WHAT IS BEING ASKED: Each record must be printed exactly as given.

INPUT DATA:

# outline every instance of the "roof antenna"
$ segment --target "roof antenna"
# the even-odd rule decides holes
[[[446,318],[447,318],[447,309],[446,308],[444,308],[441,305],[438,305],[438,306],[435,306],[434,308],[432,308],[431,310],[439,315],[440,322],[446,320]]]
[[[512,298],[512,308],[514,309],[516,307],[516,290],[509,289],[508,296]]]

EXERCISE RESULT:
# outline every instance of the "roof antenna"
$ segment --target "roof antenna"
# the even-odd rule decides holes
[[[446,318],[447,318],[447,309],[446,308],[444,308],[441,305],[438,305],[438,306],[435,306],[434,308],[432,308],[431,310],[439,315],[440,322],[446,320]]]
[[[512,298],[512,308],[514,309],[516,307],[516,290],[509,289],[508,296]]]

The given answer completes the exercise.